__TASK TO COMPLETE__
Convert the listing below into a Markdown table with the columns No. and Text. Each nonblank line gets its own row, numbered in order.
*** PROVIDED ENTRIES ***
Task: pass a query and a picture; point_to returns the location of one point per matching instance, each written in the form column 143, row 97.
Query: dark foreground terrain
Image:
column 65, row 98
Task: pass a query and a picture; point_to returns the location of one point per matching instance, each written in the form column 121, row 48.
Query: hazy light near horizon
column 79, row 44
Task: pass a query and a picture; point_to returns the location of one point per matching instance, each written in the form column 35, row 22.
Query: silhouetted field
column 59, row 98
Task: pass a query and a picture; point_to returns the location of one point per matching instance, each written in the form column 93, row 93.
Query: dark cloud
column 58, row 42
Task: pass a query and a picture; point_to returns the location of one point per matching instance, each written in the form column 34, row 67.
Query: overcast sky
***
__REPLY__
| No. | Text |
|---|---|
| 1 | Task: pass a query and a picture; point_to returns the location of one point per matching instance, each written in the form column 143, row 97. |
| 2 | Query: dark foreground terrain |
| 3 | Image: |
| 4 | column 65, row 98 |
| 5 | Task: pass a query and a picture; point_to returns the location of one point per matching instance, each written in the form column 121, row 48. |
| 6 | Query: hazy light near horizon |
| 7 | column 79, row 44 |
| 8 | Task: pass a query and a picture; point_to returns the location of one point per matching instance, each written in the form column 35, row 22. |
| 9 | Query: silhouetted field |
| 10 | column 59, row 98 |
| 11 | Task: pass a query and a picture; point_to returns the location of one point per matching instance, each written in the form column 93, row 93. |
| 12 | Query: dark cloud |
| 13 | column 58, row 42 |
| 14 | Task: pass a query and a picture; point_to returns the location of one point per matching instance, each written in the form column 34, row 67. |
| 15 | Query: overcast sky |